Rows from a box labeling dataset
::::
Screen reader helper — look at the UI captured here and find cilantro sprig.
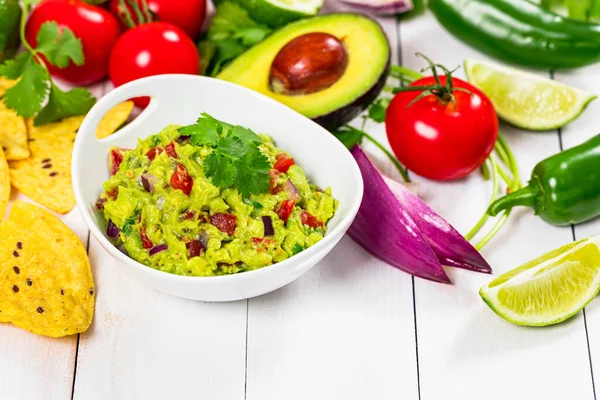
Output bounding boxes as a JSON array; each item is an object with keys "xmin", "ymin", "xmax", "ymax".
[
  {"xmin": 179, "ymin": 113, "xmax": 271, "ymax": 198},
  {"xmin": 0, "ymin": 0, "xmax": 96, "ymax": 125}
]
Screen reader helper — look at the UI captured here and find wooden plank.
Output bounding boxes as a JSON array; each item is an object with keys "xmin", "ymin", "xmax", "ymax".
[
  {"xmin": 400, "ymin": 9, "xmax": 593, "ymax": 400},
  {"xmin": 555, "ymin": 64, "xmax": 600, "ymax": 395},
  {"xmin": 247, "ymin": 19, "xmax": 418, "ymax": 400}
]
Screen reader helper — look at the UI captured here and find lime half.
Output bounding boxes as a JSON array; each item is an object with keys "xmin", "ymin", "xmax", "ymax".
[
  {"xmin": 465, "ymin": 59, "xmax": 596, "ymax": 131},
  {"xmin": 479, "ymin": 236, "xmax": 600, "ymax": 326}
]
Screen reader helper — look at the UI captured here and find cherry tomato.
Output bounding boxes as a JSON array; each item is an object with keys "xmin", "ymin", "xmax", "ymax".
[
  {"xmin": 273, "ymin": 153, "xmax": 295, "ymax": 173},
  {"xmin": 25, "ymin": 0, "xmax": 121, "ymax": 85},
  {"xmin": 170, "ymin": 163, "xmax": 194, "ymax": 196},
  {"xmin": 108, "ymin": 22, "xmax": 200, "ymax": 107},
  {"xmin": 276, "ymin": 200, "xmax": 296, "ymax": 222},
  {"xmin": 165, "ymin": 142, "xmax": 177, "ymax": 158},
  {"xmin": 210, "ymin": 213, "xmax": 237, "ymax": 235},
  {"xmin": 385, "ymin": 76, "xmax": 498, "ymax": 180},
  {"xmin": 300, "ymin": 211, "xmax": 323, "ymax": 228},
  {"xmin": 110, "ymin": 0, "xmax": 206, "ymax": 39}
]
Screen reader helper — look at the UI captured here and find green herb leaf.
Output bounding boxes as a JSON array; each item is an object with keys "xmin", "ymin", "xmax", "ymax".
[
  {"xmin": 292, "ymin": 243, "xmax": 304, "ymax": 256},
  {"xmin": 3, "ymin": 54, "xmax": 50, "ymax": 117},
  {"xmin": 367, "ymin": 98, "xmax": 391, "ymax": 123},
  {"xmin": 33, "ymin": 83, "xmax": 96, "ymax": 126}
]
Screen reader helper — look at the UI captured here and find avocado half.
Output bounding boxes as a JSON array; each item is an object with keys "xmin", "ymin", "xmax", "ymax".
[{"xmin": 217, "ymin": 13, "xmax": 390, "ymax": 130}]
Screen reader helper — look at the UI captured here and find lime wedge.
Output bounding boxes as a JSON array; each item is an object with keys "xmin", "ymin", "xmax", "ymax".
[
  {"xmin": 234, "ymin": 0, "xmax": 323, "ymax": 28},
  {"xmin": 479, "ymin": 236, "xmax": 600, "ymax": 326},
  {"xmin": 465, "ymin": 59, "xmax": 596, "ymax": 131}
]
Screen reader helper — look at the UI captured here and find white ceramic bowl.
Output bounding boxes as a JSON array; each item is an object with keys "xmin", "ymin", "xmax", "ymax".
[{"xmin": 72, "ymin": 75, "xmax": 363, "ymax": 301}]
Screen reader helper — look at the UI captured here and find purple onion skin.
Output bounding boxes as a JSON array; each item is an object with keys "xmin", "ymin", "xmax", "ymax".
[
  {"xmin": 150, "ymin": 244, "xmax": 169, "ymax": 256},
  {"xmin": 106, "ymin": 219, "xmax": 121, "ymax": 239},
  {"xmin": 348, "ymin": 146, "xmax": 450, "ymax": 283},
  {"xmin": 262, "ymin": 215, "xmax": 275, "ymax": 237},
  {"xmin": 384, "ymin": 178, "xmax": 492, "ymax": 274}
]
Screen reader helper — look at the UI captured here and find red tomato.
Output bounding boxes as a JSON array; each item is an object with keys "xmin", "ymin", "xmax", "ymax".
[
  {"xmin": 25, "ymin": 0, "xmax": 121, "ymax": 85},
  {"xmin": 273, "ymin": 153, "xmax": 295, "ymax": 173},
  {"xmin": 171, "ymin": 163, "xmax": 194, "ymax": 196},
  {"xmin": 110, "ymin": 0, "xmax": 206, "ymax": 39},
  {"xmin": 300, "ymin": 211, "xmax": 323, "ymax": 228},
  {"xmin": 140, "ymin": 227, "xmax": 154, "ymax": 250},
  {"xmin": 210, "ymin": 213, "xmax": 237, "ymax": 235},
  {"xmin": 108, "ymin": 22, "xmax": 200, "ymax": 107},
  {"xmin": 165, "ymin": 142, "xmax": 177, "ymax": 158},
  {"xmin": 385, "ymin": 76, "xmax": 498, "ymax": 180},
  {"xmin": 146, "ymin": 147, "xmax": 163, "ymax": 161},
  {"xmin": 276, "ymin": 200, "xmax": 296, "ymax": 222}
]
::::
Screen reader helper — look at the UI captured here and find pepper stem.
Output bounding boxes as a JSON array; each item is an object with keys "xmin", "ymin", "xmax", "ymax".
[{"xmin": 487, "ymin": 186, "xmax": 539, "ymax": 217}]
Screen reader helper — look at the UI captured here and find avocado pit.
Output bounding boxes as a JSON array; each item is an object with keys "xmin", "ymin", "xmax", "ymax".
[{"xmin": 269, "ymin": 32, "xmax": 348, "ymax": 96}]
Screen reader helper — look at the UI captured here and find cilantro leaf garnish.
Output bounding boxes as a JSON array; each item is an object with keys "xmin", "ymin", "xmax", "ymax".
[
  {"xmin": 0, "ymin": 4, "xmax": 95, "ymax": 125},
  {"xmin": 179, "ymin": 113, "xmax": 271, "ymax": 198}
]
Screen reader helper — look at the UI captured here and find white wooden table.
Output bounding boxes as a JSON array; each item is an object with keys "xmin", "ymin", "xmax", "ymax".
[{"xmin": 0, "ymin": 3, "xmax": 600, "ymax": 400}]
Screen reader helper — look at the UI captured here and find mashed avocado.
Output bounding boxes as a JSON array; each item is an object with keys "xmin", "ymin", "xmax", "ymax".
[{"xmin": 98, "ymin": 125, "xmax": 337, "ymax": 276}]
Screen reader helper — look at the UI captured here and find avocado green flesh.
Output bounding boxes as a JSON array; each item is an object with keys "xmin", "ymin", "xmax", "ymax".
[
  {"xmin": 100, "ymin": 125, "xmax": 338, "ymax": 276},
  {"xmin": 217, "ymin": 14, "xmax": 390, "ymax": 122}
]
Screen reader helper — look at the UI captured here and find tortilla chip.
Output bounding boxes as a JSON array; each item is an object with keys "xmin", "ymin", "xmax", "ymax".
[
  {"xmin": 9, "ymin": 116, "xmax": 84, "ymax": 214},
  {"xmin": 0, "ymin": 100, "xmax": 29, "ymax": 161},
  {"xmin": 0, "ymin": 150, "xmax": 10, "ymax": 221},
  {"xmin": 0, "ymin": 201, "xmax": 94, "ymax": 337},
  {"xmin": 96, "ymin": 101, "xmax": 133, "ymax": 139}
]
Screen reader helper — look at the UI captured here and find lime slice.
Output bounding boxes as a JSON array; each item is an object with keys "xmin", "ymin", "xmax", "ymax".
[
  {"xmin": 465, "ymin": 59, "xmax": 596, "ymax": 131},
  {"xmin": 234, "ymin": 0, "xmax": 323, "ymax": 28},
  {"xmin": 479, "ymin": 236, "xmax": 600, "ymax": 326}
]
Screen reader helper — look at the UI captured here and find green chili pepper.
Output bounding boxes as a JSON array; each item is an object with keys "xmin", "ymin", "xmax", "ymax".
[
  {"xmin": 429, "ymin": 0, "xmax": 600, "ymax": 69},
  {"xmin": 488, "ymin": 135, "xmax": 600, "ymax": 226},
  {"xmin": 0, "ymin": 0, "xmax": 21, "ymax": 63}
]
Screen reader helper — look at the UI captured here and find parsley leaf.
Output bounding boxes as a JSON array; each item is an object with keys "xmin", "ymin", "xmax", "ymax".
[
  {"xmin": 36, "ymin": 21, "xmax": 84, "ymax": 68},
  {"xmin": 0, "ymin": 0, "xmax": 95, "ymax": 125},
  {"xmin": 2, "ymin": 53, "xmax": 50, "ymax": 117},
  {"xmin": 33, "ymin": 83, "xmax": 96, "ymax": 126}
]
::::
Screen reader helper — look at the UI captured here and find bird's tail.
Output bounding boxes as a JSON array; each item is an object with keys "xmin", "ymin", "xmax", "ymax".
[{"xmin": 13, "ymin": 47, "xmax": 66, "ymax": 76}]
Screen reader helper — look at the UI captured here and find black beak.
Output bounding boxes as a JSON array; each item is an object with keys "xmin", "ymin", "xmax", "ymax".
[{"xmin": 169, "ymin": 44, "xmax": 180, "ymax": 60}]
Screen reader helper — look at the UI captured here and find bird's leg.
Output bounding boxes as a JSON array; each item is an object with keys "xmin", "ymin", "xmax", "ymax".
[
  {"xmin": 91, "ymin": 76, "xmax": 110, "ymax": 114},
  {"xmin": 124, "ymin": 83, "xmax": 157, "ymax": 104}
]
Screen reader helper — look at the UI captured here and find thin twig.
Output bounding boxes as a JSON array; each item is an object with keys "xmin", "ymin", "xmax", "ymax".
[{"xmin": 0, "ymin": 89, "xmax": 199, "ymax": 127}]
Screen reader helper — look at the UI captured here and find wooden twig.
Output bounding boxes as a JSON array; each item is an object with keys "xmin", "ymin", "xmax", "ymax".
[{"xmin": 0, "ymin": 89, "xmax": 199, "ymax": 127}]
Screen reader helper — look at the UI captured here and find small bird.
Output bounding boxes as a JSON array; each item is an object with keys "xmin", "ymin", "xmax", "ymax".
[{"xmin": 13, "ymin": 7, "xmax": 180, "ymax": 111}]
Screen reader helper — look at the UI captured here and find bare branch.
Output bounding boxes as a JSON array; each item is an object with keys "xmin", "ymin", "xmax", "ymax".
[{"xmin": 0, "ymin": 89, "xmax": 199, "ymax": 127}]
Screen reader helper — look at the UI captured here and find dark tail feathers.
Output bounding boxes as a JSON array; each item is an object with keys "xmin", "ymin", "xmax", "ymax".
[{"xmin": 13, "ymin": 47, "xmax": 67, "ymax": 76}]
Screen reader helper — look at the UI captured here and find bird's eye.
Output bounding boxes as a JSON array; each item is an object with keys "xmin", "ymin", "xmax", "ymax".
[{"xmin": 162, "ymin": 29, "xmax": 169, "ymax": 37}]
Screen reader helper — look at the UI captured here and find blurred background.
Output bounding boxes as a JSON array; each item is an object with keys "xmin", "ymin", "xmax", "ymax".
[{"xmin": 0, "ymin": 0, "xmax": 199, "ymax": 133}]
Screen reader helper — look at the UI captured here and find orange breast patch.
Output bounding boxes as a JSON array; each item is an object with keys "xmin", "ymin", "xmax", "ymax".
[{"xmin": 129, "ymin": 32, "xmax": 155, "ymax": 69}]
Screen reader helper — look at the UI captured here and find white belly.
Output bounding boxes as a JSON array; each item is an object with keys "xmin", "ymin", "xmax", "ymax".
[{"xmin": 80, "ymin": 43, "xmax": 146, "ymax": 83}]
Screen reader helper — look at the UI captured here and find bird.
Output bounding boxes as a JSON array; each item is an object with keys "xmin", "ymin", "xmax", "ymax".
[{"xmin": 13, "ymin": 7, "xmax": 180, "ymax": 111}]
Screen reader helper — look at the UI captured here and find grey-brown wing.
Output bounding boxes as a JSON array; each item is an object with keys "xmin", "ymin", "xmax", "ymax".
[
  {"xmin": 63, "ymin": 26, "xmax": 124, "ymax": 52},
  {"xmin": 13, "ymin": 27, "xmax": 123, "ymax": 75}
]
::::
TASK DETAILS ::
Which lines in the material above contain the string "lime"? Pick out each one and copy it.

WRITTEN ANSWER ::
Screen reader helper — look at the UI captured here and find lime half.
Screen reader helper — look at the UI captured here and find lime wedge.
Screen reader helper — look at the UI captured here and find lime slice.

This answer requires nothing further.